**PROBLEM REQUIREMENTS:** For the listing below, return the line containing "Target: brown rabbit", the line containing "Target: dirt ground", and all lines in between, exactly as written and nothing else.

**RECORDS FOR PROCESSING:**
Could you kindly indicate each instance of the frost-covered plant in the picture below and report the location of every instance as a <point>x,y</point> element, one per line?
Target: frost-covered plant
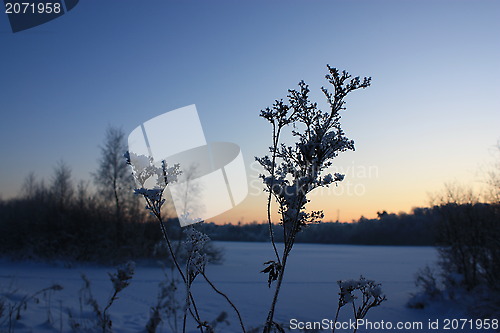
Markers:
<point>146,172</point>
<point>15,304</point>
<point>367,292</point>
<point>292,172</point>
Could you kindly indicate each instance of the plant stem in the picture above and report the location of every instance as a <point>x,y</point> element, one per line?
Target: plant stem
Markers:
<point>270,317</point>
<point>227,299</point>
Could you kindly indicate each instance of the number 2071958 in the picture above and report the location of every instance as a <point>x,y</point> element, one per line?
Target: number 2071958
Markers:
<point>32,8</point>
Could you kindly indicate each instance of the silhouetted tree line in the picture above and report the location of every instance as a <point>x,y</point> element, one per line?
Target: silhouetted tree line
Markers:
<point>61,220</point>
<point>417,228</point>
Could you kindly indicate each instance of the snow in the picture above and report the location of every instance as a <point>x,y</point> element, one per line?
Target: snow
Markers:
<point>309,291</point>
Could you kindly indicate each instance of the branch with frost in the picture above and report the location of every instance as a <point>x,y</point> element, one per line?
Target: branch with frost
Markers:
<point>293,171</point>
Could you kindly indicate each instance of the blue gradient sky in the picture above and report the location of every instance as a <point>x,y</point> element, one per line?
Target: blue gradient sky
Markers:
<point>431,115</point>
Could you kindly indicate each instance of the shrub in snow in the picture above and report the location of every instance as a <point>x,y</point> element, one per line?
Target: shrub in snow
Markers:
<point>362,294</point>
<point>293,171</point>
<point>13,303</point>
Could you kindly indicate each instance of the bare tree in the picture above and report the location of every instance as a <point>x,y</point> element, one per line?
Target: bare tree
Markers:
<point>113,177</point>
<point>61,188</point>
<point>493,177</point>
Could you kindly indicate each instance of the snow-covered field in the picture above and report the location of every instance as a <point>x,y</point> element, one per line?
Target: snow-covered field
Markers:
<point>309,290</point>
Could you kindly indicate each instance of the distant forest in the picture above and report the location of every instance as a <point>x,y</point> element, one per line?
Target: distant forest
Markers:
<point>64,219</point>
<point>417,228</point>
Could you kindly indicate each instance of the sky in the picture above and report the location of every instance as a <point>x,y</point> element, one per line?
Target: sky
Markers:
<point>431,116</point>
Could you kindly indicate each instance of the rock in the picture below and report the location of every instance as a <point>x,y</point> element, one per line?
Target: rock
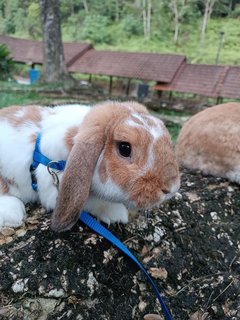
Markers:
<point>190,246</point>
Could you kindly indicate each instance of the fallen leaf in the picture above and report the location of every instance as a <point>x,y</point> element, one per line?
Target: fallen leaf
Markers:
<point>158,273</point>
<point>152,317</point>
<point>7,231</point>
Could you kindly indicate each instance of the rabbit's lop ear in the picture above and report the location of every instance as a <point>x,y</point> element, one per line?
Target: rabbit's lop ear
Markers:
<point>76,182</point>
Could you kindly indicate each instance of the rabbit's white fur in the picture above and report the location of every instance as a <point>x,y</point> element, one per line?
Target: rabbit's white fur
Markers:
<point>18,130</point>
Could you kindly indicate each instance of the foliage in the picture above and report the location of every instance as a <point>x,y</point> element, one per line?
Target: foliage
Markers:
<point>131,25</point>
<point>5,62</point>
<point>95,29</point>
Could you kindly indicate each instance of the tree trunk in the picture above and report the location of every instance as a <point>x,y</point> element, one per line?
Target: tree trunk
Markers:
<point>85,4</point>
<point>117,15</point>
<point>146,7</point>
<point>54,62</point>
<point>176,21</point>
<point>207,14</point>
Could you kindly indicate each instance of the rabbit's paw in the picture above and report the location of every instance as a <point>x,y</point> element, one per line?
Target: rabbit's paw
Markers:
<point>12,211</point>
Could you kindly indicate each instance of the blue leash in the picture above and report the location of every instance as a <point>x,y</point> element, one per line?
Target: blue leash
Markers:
<point>102,231</point>
<point>39,158</point>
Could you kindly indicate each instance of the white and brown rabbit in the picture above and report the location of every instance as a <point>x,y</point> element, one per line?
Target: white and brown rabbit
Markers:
<point>210,142</point>
<point>118,157</point>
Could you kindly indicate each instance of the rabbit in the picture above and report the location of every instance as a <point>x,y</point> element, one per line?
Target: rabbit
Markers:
<point>210,142</point>
<point>118,157</point>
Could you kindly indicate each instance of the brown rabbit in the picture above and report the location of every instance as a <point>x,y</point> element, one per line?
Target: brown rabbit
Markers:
<point>210,141</point>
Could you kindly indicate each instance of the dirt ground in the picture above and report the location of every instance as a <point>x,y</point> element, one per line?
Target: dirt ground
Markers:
<point>190,246</point>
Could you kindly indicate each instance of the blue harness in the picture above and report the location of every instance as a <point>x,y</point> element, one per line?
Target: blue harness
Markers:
<point>39,158</point>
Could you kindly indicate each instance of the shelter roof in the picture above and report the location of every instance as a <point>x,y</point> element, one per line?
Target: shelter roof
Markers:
<point>135,65</point>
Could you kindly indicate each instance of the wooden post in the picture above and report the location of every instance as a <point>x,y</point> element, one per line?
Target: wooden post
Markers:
<point>128,87</point>
<point>110,85</point>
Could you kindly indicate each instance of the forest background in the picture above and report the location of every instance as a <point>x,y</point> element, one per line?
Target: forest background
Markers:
<point>206,31</point>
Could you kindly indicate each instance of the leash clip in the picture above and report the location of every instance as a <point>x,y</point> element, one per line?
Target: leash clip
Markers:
<point>53,173</point>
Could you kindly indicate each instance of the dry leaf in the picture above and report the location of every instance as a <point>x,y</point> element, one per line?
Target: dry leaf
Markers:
<point>152,317</point>
<point>7,231</point>
<point>21,232</point>
<point>199,315</point>
<point>158,273</point>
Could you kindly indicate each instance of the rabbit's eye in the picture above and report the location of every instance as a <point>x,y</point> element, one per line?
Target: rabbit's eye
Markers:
<point>124,149</point>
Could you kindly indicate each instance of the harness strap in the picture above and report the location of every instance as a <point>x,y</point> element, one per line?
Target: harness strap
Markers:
<point>39,158</point>
<point>101,230</point>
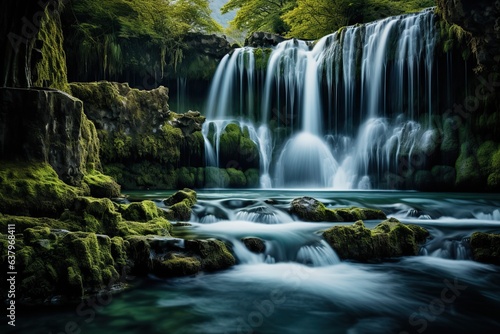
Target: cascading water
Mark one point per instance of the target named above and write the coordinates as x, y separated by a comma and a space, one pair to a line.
372, 84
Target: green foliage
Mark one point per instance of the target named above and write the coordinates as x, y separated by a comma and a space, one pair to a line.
259, 15
312, 19
117, 34
51, 70
33, 188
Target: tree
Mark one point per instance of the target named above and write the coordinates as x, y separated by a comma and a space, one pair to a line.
259, 15
312, 19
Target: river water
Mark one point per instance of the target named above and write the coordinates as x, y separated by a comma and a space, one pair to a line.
299, 285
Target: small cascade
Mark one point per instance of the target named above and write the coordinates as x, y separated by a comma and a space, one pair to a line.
317, 255
352, 86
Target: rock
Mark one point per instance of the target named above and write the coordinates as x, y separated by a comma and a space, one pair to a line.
310, 209
388, 239
48, 126
34, 189
254, 245
485, 247
180, 204
444, 177
142, 141
176, 265
263, 40
480, 19
213, 254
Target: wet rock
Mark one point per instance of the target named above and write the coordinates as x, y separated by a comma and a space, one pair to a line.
254, 245
310, 209
485, 247
213, 254
176, 265
180, 204
388, 239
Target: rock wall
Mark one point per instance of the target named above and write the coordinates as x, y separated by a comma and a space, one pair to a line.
49, 126
481, 18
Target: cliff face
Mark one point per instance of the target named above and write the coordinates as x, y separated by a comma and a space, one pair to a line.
49, 126
481, 18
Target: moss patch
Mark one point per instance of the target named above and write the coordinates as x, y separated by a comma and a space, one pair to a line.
390, 238
310, 209
485, 247
34, 189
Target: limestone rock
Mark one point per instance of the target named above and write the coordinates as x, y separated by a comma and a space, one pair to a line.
388, 239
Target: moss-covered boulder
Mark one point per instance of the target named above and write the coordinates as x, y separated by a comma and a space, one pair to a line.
101, 185
69, 264
141, 211
213, 254
175, 265
237, 149
485, 247
388, 239
255, 245
310, 209
34, 189
142, 141
180, 204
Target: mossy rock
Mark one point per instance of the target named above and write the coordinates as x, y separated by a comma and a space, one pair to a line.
34, 189
468, 176
158, 226
444, 177
485, 247
388, 239
141, 211
216, 178
310, 209
253, 178
69, 264
255, 245
213, 254
180, 204
237, 178
101, 186
139, 255
176, 265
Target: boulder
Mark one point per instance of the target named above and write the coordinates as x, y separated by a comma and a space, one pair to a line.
255, 245
485, 247
388, 239
310, 209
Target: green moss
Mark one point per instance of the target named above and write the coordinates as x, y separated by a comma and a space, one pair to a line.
237, 178
157, 226
388, 239
51, 71
33, 188
467, 169
213, 253
176, 265
485, 155
310, 209
141, 211
253, 177
485, 247
101, 185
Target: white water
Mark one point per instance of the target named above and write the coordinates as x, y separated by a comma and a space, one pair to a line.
355, 84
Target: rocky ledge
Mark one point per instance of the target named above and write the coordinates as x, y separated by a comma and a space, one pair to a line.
388, 239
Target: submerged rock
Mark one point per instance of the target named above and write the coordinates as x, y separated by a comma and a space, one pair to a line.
310, 209
180, 204
388, 239
485, 247
254, 245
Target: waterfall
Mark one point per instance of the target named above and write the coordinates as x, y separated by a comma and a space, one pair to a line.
369, 84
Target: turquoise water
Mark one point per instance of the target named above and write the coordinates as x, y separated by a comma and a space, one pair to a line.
298, 286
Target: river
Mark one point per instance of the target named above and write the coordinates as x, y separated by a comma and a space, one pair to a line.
299, 285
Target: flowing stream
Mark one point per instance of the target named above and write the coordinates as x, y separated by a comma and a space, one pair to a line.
299, 285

**YOUR RESPONSE:**
Target: brown rabbit
Markers:
<point>210,141</point>
Could you kindly indicate each instance of the dirt ground in the picture above and report the location of every instance as a <point>x,y</point> element, one per line?
Target: dirt ground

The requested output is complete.